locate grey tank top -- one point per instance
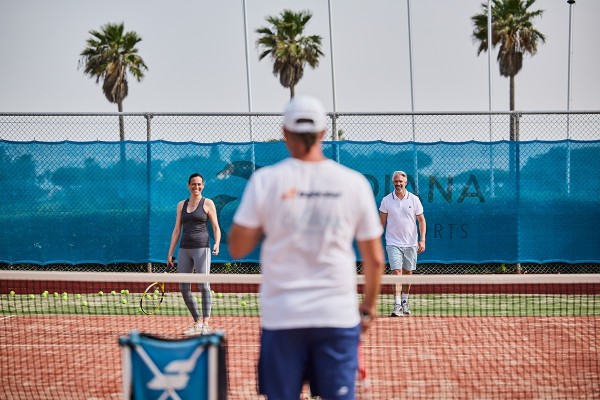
(195, 227)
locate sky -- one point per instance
(196, 55)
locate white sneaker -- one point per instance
(405, 309)
(397, 311)
(195, 329)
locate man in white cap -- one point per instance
(308, 210)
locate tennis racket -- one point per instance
(363, 382)
(152, 297)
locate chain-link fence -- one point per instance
(261, 127)
(568, 140)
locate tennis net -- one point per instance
(469, 336)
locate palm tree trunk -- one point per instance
(514, 153)
(121, 122)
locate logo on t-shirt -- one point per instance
(289, 194)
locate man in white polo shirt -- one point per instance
(398, 213)
(307, 210)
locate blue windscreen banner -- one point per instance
(112, 202)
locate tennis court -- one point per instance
(465, 340)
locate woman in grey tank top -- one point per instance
(191, 226)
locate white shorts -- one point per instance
(402, 257)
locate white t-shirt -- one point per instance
(310, 213)
(401, 227)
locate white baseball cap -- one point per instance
(304, 114)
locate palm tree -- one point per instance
(289, 50)
(513, 30)
(109, 55)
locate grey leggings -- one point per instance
(197, 261)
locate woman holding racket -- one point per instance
(308, 210)
(191, 226)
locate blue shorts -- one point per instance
(325, 357)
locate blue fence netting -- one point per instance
(112, 202)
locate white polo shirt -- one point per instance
(401, 227)
(310, 213)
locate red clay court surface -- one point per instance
(78, 357)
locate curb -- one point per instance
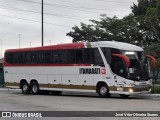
(150, 95)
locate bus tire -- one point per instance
(35, 88)
(103, 91)
(56, 92)
(25, 88)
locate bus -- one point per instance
(104, 67)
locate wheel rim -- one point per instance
(25, 88)
(34, 88)
(103, 90)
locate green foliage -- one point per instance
(155, 89)
(142, 27)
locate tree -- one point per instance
(147, 14)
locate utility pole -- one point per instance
(42, 23)
(1, 48)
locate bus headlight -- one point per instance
(130, 90)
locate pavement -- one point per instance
(150, 95)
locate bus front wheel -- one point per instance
(103, 91)
(25, 88)
(35, 88)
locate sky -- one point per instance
(20, 20)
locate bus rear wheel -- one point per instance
(35, 88)
(103, 91)
(25, 88)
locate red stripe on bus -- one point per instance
(36, 65)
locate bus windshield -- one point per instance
(139, 67)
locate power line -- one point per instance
(34, 20)
(112, 1)
(50, 14)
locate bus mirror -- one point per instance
(125, 58)
(154, 61)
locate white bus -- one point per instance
(105, 67)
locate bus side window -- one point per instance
(9, 57)
(56, 56)
(79, 56)
(92, 56)
(97, 57)
(33, 57)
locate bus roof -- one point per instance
(109, 44)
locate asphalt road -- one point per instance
(14, 100)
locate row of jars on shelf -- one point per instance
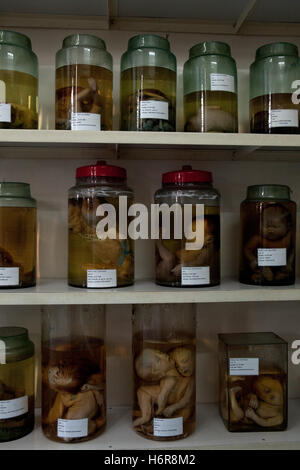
(267, 240)
(148, 86)
(252, 376)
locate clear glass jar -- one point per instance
(83, 84)
(148, 85)
(18, 82)
(268, 236)
(272, 110)
(176, 265)
(164, 357)
(16, 383)
(253, 381)
(73, 372)
(210, 89)
(17, 236)
(96, 262)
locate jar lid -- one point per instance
(268, 191)
(276, 48)
(101, 169)
(210, 47)
(187, 175)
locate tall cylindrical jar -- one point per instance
(268, 236)
(83, 84)
(210, 89)
(18, 82)
(100, 257)
(148, 85)
(164, 356)
(189, 253)
(17, 236)
(16, 383)
(273, 109)
(73, 372)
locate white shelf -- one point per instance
(210, 434)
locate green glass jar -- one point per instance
(18, 82)
(16, 383)
(83, 84)
(17, 236)
(148, 85)
(210, 89)
(272, 107)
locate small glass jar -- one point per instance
(253, 384)
(18, 82)
(73, 372)
(268, 236)
(16, 383)
(148, 85)
(164, 357)
(95, 262)
(178, 264)
(272, 108)
(83, 84)
(17, 236)
(210, 89)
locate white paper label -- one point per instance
(284, 118)
(192, 275)
(5, 112)
(85, 122)
(271, 256)
(243, 366)
(101, 278)
(70, 428)
(168, 427)
(153, 109)
(12, 408)
(9, 276)
(221, 82)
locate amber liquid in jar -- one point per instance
(83, 89)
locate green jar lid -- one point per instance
(268, 191)
(148, 40)
(210, 47)
(276, 48)
(15, 39)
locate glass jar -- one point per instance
(83, 84)
(18, 82)
(192, 256)
(17, 236)
(268, 236)
(272, 110)
(16, 383)
(95, 262)
(73, 372)
(148, 85)
(253, 381)
(210, 89)
(164, 357)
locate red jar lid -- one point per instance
(101, 170)
(187, 175)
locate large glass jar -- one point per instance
(268, 236)
(95, 262)
(179, 264)
(210, 89)
(16, 383)
(164, 357)
(148, 85)
(272, 110)
(73, 372)
(83, 84)
(17, 236)
(18, 82)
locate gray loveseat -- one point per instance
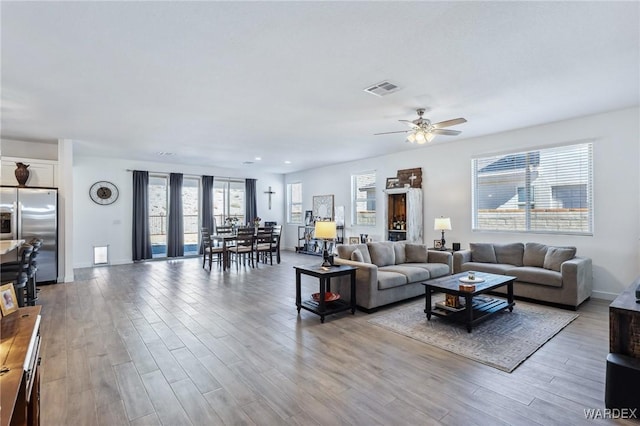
(390, 271)
(545, 273)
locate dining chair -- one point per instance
(32, 290)
(244, 247)
(209, 249)
(18, 273)
(264, 245)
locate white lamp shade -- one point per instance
(325, 230)
(442, 224)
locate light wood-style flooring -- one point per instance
(170, 343)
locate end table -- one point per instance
(324, 274)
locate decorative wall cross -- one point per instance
(270, 192)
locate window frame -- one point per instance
(541, 169)
(355, 200)
(291, 203)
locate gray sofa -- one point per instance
(390, 271)
(544, 273)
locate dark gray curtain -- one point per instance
(175, 231)
(207, 205)
(250, 194)
(141, 238)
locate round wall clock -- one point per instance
(103, 193)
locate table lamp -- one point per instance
(325, 231)
(442, 224)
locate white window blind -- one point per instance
(546, 190)
(363, 189)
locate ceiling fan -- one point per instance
(422, 130)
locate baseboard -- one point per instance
(604, 295)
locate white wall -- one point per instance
(446, 169)
(96, 225)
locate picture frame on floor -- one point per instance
(8, 300)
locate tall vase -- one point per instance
(22, 174)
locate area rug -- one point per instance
(502, 341)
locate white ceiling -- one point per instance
(220, 83)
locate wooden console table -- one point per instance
(623, 361)
(20, 371)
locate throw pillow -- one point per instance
(556, 255)
(534, 254)
(510, 254)
(356, 256)
(416, 253)
(482, 252)
(398, 248)
(382, 253)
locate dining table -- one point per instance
(7, 245)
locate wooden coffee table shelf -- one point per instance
(476, 308)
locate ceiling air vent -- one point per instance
(382, 89)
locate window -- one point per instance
(363, 190)
(228, 200)
(294, 202)
(560, 177)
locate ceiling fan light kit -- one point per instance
(423, 131)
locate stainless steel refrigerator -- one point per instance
(26, 213)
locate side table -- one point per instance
(324, 274)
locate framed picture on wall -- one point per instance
(393, 183)
(308, 217)
(323, 207)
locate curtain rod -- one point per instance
(187, 174)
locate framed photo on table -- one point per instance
(8, 300)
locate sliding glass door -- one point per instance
(159, 206)
(190, 214)
(229, 201)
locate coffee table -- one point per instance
(474, 310)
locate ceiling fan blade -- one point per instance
(388, 133)
(448, 123)
(410, 124)
(447, 132)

··········

# Short task
Begin at the line that has "locate area rug -- one point per instance" and stop at the end of the entries. Write those lines out again with "ceiling fan" swapped for "overhead fan", leaving everything else unchanged.

# Solved problem
locate area rug -- one point per instance
(502, 341)
locate white ceiling -- one point per instance
(220, 83)
locate wooden console table -- one point per instance
(623, 361)
(20, 371)
locate throw pillow -- one point per instance
(556, 255)
(534, 254)
(510, 254)
(356, 256)
(416, 253)
(482, 252)
(398, 248)
(382, 253)
locate dining table -- one point per instance
(7, 245)
locate wooden coffee table shelf -- one point per instance
(476, 308)
locate ceiling air vent -- one point per instance
(382, 89)
locate window -- one point per instance
(363, 190)
(228, 200)
(294, 202)
(560, 177)
locate overhead fan light kit -- one point per instance
(423, 131)
locate stainless steel refrigerator -- one point per instance
(26, 213)
locate side table -- one point per instance
(324, 274)
locate framed picture on wall -- one point per instance
(393, 183)
(308, 217)
(323, 207)
locate curtain rod -- one point per instance
(187, 174)
locate framed photo on table -- one point per instance
(8, 300)
locate sliding glass door -- one point per instance
(159, 206)
(190, 214)
(229, 201)
locate coffee table -- one point per instance
(474, 310)
locate overhead fan blade -- one point per instance
(388, 133)
(448, 123)
(410, 124)
(447, 132)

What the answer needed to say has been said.